» Things to do:
a – Based on the snow thread, do these statements hold? For each, answer yes or no and quote the words that decide it. (i) Staunton Dan expects a temperature near 60 today. (ii) bostaurus has shoveled out all the doors so far. (iii) cyberdigger says the snow from Dec 26 has melted away.
b – Write out the passage of the snow thread that begins at the words "Bubba loves it." and ends after "snow blower fixed!".

# We got clobbered.



## blobbottlebob (Feb 2, 2011)

I know you people on the east coast have had some serious snow this winter. Until last night, we'd mostly avoided it in Wisconsin. But boy did we ever get hit now. Its actually very pretty if it weren't for all the work you have to do clearing it. Lots more to do. I'm just taking a break. Pics coming later . . .


----------



## JOETHECROW (Feb 2, 2011)

Yeah Bob...I hear you!....I'm like Fred,...I love winter, but I'm eyeballin' my workshop roofs AGAIN! Big area + slow pitch = a LOT of weight....plus a huge area to shovel....They're tin roofs, but the only theing easily shedded is me, when I get down to the bottom layer of ice! [][]  Fortunatly it's not too far to the ground. Take care shoveling,and if it's like ours it's really heavy and wet.


----------



## Staunton Dan (Feb 2, 2011)

Sorry to hear of your plight. Like you said, we on the East coast have had some serious snow of late. Right now we're at 50 plus and it looks like we may be near 60 today. Looks like we dodged the bullet this time.


----------



## cyberdigger (Feb 2, 2011)

I sympathize with you guys up there! This time I was lucky, just rainy, foggy, and temps in the 40's today, but re-freeze at night.. and the snow we got on Dec 26 is STILL covering the ground.. still gotta walk like a penguin.. []


----------



## bostaurus (Feb 2, 2011)

We went out and cleared the 4 inches we got on Monday night.  Now we have to go and do it all over again.  So far the only thing I have shoveled is the front door...all the doors were blocked.


----------



## bostaurus (Feb 2, 2011)

Bubba loves the snow but the drifts proved hard going for him.


----------



## towhead (Feb 2, 2011)

Ohhhhh poor Bubba....I had to dig my old Yellow Lab out of a snowbank one time.  He just jumped in, and oh oh... -Julie


----------



## Road Dog (Feb 2, 2011)

I'm so jealous. We're hitting 71 today. Will be 45 tomorrow though. No Snow [:'(]


----------



## bostaurus (Feb 2, 2011)

Bubba loves it.  He likes to have toys thrown in the deep snow so he can dig for it.   
 The sun has come out now and it is beautiful, cold but beautiful.  I think it is supposed to be -8 tonight.  
 I have enjoyed my first Wisconsin winter so far...but then I realized we are really only about 1/2 way through the winter.  We really need to get that snow blower fixed!


----------



## Stardust (Feb 2, 2011)

(Entries from a pointing dataset)
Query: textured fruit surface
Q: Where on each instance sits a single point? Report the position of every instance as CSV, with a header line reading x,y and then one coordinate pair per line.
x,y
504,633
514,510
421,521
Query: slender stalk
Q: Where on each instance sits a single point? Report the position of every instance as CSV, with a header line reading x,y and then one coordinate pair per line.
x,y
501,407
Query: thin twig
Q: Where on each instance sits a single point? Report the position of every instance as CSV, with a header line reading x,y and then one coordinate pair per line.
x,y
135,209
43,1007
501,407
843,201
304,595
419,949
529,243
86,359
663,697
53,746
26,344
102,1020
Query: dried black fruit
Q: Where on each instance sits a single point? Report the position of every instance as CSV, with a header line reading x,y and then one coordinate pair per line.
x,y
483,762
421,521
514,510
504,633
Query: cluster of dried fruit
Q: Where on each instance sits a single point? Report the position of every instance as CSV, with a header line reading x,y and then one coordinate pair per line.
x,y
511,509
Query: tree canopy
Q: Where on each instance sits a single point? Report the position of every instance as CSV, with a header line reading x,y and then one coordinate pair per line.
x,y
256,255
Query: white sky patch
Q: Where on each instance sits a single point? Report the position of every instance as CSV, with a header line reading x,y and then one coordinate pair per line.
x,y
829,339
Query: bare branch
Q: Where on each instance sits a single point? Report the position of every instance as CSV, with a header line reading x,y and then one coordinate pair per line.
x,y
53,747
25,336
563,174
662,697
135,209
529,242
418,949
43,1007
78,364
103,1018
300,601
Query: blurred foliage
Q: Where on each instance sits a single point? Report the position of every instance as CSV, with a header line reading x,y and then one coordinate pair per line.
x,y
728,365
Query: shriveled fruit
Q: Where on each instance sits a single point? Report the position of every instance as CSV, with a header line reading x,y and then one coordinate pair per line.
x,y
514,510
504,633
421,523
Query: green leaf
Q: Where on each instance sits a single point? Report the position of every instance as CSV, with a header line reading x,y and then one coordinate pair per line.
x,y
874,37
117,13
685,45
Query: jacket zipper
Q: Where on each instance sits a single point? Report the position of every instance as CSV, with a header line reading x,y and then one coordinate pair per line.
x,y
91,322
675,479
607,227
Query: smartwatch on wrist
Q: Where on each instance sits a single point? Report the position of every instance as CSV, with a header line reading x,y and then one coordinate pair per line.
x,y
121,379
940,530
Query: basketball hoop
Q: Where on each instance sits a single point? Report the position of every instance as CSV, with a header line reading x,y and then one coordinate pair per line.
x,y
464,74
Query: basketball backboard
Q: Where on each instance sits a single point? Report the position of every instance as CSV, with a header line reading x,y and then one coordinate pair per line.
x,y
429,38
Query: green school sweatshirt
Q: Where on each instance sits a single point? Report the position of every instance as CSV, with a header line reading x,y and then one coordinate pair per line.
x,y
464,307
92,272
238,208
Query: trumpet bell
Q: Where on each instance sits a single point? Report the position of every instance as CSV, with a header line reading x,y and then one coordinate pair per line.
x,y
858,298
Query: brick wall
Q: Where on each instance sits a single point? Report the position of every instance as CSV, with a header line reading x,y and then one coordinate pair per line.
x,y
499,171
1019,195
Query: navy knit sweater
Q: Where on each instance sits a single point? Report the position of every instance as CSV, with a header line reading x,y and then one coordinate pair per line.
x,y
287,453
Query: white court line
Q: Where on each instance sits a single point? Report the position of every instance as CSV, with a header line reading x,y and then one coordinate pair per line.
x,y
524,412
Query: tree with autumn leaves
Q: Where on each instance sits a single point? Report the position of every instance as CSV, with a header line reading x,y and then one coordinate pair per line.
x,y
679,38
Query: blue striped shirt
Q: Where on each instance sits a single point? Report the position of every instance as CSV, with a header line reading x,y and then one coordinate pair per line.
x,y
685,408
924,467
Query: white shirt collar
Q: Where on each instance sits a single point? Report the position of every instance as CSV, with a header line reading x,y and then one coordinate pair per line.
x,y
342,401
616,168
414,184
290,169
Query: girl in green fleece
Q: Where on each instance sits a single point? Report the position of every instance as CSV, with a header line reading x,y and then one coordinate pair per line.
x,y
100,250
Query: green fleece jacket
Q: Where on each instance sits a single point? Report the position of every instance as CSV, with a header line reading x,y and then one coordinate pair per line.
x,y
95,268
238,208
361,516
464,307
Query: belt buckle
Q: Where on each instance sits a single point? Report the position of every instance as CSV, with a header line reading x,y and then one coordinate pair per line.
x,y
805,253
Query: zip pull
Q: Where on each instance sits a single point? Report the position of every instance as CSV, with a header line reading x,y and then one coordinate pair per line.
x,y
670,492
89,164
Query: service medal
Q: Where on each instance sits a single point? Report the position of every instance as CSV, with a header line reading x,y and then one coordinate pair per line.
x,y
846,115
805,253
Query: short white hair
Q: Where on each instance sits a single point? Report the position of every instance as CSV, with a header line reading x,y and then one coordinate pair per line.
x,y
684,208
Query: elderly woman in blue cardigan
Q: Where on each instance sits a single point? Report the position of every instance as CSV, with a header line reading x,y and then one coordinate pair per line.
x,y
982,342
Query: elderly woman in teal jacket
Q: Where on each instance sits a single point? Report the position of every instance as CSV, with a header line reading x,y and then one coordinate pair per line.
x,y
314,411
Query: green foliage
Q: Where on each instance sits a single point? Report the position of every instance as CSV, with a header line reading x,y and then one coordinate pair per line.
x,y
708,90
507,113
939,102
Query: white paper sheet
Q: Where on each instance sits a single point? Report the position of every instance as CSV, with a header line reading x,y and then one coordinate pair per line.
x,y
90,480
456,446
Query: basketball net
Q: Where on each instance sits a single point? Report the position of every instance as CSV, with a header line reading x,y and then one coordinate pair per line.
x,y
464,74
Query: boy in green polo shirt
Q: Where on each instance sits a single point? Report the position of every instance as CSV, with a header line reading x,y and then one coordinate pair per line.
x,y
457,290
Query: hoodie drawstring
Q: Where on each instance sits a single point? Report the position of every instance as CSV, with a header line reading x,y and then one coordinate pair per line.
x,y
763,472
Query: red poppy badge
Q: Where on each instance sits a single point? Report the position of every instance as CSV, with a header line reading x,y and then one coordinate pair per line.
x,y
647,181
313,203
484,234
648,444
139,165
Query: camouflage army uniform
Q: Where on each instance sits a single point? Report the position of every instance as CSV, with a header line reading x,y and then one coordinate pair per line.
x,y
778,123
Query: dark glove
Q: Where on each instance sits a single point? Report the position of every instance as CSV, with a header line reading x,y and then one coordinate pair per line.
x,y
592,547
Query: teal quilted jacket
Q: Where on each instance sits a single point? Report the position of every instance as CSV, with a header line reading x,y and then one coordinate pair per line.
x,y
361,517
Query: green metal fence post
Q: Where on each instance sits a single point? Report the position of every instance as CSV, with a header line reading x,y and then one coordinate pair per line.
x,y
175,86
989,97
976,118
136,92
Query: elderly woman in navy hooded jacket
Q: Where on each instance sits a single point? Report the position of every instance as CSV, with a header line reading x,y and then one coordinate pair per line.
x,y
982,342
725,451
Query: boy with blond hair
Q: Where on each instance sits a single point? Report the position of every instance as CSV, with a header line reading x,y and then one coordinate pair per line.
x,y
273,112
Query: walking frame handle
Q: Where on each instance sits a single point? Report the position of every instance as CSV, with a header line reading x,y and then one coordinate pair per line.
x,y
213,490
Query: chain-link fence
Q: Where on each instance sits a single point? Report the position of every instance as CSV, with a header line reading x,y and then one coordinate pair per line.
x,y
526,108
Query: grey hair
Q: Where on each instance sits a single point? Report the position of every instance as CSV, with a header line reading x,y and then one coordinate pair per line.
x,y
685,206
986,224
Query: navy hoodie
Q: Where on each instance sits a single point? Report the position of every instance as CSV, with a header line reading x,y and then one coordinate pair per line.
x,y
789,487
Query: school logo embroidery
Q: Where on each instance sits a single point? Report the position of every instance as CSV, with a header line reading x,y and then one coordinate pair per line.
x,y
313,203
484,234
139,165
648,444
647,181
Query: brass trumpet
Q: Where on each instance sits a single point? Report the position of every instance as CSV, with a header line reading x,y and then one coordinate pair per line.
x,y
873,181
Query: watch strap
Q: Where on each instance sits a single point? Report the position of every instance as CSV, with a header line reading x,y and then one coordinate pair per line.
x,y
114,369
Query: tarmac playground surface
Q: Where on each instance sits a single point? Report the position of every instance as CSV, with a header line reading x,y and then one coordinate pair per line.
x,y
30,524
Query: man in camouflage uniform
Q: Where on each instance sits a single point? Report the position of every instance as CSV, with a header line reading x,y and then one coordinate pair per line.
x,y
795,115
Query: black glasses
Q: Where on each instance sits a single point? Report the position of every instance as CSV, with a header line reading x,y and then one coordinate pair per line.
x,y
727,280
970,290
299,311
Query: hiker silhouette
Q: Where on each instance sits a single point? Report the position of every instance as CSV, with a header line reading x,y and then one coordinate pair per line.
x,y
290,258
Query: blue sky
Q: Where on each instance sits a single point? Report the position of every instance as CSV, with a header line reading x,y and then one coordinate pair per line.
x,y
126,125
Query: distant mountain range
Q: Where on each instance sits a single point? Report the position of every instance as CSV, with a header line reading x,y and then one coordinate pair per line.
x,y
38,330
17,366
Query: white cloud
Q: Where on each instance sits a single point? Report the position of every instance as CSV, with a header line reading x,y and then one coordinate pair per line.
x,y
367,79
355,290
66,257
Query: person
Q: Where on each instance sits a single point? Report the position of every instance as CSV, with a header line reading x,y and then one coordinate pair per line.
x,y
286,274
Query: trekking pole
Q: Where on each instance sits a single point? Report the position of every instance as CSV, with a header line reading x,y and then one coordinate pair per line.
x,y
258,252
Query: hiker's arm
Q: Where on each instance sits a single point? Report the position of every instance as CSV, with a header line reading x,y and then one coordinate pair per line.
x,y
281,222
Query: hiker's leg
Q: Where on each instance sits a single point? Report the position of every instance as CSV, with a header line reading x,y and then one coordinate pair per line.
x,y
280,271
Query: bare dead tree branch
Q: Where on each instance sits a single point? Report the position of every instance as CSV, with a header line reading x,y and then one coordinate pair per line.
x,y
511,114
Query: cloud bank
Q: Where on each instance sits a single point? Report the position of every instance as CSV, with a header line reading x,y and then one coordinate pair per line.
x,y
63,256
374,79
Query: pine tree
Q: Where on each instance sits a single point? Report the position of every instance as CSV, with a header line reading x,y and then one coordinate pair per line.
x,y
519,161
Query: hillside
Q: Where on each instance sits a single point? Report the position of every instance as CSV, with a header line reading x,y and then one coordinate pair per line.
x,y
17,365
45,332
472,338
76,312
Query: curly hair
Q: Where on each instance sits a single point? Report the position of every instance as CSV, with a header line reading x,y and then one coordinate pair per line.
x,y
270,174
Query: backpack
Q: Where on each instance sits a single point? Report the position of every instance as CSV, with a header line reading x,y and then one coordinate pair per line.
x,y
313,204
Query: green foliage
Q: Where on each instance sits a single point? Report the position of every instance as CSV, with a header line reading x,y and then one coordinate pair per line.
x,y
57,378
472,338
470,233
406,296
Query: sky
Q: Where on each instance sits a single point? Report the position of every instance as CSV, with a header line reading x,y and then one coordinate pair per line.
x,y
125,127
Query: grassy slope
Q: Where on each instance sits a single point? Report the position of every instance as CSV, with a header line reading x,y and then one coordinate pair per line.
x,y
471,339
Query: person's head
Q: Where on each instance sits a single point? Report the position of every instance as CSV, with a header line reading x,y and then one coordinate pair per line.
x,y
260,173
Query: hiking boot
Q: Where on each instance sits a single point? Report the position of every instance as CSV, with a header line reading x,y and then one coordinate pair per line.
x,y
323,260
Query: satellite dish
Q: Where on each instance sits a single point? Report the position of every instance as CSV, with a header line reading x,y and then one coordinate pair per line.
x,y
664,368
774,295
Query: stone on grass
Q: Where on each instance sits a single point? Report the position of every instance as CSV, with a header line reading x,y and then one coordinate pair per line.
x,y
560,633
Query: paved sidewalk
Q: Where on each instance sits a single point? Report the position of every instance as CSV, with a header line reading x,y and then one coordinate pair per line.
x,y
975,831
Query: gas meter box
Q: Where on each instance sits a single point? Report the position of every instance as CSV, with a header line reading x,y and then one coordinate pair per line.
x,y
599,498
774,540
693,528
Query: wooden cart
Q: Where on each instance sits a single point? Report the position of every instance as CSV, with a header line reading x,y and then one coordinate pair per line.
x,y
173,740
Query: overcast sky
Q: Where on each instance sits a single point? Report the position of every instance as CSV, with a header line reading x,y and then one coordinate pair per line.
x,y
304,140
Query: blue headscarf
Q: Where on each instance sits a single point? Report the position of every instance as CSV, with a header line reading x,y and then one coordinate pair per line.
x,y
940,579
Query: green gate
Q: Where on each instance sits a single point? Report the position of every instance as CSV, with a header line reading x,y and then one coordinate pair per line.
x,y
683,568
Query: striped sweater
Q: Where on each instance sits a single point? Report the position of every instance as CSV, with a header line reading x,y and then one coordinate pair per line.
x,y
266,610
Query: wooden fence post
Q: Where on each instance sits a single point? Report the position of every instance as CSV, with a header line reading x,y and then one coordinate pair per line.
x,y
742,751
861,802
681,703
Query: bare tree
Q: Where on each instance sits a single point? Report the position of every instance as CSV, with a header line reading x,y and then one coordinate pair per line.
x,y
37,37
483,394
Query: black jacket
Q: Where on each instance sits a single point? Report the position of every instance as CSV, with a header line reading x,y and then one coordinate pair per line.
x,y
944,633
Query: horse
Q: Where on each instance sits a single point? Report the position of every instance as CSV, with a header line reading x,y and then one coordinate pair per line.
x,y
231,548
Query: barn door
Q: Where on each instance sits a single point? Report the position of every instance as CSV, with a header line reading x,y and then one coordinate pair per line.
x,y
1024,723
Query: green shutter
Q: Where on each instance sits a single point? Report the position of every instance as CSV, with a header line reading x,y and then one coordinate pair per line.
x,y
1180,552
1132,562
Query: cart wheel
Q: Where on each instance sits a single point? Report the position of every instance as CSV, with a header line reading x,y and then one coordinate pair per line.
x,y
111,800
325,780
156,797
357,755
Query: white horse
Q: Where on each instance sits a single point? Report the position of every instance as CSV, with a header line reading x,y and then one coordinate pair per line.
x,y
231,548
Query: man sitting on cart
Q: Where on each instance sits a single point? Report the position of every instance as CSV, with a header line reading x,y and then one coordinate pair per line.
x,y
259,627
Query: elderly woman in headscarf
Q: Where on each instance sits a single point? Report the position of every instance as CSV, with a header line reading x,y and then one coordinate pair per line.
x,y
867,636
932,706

» Responses by task:
a –
(i) Yes: "it looks like we may be near 60 today"
(ii) No: "So far the only thing I have shoveled is the front door...all the doors were blocked."
(iii) No: "the snow we got on Dec 26 is STILL covering the ground"

b –
Bubba loves it.  He likes to have toys thrown in the deep snow so he can dig for it.   
 The sun has come out now and it is beautiful, cold but beautiful.  I think it is supposed to be -8 tonight.  
 I have enjoyed my first Wisconsin winter so far...but then I realized we are really only about 1/2 way through the winter.  We really need to get that snow blower fixed!